ASSIGNMENT:
Go to the line below containing "the grass, each" and print exactly from there through the line containing "Target: yellow line on path", both included. Print nothing else.

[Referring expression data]
◆ ◆ ◆ ◆

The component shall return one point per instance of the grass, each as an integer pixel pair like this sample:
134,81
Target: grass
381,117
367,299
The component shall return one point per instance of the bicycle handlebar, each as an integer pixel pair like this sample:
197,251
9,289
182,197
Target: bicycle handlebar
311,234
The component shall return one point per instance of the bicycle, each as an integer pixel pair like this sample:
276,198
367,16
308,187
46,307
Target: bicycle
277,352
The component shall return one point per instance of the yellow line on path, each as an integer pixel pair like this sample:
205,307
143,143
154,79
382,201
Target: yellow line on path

◆ ◆ ◆ ◆

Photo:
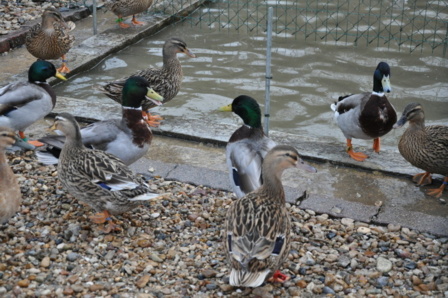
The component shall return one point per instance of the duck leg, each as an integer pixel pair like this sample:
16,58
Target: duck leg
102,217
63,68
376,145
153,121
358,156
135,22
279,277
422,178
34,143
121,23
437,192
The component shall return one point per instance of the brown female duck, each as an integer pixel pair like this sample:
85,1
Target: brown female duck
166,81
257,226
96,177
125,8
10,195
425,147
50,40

◆ ◆ ◆ ◆

RESPONSE TO THIS EXERCISE:
The component shall return one point per instance of the grass, each as an integer pixel pair like this sample:
134,81
Target: grass
381,117
367,299
The component shall return one point per instance of the bicycle handlebar, each as an integer pixel pair like this sample:
197,251
9,289
182,197
Target: bicycle handlebar
311,234
The component shall return one point per instance of the bicycle, each as an integer pixel pair like this sample:
276,198
367,16
308,187
46,307
Target: bicycle
277,352
The component shall return one point per instance of the yellow line on path, each as an integer pixel pair like this sample:
205,307
143,143
154,79
382,201
Target: yellow line on path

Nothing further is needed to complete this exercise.